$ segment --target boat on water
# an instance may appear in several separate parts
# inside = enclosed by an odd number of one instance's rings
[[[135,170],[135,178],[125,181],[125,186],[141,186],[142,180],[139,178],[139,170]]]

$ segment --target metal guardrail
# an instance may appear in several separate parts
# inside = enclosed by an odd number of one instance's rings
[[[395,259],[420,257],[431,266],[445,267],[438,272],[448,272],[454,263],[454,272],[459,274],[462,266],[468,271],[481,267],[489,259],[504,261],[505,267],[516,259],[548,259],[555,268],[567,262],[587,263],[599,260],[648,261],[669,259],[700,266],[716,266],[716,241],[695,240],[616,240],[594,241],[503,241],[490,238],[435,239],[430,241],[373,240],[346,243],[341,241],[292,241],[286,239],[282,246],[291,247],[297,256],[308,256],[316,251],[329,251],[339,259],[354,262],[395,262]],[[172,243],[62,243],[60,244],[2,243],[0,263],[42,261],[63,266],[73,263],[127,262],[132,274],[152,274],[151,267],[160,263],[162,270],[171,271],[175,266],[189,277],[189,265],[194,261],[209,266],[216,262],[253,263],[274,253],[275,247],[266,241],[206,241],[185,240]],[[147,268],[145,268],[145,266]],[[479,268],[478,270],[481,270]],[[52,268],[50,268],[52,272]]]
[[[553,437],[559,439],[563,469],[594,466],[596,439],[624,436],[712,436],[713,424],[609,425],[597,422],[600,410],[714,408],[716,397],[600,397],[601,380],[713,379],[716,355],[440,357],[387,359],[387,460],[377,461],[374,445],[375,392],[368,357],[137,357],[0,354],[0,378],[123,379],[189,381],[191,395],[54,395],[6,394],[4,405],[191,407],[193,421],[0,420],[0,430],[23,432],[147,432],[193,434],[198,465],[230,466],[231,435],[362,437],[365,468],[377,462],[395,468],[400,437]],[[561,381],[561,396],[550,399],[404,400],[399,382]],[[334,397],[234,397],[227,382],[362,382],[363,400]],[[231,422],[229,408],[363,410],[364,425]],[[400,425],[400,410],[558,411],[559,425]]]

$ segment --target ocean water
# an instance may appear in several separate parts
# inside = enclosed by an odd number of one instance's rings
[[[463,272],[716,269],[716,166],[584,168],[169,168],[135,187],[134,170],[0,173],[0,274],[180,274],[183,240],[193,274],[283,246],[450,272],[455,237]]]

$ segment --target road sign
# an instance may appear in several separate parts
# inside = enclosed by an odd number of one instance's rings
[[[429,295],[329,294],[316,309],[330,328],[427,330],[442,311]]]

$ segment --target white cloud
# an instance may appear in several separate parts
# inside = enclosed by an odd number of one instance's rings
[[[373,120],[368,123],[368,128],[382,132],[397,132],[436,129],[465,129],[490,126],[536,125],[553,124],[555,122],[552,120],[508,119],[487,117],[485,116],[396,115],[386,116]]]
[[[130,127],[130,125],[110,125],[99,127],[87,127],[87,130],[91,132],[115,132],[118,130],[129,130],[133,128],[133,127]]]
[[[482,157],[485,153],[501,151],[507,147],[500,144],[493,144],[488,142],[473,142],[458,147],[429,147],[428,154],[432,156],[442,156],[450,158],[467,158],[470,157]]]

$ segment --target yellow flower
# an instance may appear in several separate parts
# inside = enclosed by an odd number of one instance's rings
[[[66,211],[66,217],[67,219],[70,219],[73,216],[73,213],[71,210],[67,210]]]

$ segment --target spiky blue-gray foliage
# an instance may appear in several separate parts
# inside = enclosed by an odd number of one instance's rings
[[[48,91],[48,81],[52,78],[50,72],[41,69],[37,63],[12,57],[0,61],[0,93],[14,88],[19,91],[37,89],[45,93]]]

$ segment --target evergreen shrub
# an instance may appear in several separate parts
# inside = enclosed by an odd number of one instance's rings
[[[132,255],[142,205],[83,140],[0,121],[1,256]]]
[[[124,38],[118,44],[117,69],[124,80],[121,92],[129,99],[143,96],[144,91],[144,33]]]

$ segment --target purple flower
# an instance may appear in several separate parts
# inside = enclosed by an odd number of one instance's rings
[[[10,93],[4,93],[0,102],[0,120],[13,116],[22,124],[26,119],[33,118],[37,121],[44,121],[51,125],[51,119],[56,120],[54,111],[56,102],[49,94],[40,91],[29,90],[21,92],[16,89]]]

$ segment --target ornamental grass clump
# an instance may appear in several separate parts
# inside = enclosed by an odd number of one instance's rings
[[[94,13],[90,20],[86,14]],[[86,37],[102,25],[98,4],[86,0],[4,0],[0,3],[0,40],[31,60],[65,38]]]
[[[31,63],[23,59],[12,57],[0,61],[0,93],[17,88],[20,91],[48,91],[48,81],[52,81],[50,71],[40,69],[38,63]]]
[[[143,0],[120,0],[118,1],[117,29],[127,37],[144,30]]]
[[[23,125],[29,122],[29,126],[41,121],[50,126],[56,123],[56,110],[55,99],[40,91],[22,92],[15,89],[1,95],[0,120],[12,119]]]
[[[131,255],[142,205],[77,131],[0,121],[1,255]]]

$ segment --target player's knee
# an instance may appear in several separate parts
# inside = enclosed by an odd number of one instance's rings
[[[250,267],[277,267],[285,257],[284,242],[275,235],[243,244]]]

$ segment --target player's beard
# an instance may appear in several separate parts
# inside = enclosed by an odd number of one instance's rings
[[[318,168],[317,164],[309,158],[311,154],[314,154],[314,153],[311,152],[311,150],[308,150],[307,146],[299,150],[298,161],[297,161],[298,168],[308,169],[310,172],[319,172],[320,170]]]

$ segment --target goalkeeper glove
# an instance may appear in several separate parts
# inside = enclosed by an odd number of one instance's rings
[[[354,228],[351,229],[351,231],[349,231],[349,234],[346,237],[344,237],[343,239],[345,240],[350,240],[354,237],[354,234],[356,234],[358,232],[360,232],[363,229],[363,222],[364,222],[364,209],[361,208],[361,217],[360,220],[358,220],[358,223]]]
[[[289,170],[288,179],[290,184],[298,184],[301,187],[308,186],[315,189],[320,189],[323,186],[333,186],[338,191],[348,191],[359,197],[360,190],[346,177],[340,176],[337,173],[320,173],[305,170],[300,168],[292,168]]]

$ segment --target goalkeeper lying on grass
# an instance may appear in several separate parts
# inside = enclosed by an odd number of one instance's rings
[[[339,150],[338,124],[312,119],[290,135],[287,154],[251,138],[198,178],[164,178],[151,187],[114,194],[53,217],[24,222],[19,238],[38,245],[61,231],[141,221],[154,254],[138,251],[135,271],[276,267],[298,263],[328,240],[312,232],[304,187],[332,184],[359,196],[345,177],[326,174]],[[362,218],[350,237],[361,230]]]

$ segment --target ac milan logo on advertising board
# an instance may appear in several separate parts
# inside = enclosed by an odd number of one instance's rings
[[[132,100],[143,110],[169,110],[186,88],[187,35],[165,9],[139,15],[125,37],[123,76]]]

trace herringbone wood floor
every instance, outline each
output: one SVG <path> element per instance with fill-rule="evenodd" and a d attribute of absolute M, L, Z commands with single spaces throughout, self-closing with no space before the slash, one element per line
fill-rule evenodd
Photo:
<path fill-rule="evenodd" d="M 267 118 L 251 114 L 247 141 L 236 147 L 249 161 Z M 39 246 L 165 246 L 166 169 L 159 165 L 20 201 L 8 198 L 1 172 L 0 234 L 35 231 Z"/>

§ **PROBLEM DESCRIPTION**
Swap "knee" for "elbow" in the part that opens with the line containing "--target player's knee" and closes with the line containing "[[[250,267],[277,267],[285,257],[284,242],[275,235],[243,244]]]", and give back only those lines with nothing else altered.

§ **FINISHED EXERCISE**
$ segment --target player's elbow
# an instance may appear in several separate parts
# inside = enclosed by an odd number of one instance's rings
[[[250,267],[277,267],[285,257],[284,242],[275,235],[243,244]]]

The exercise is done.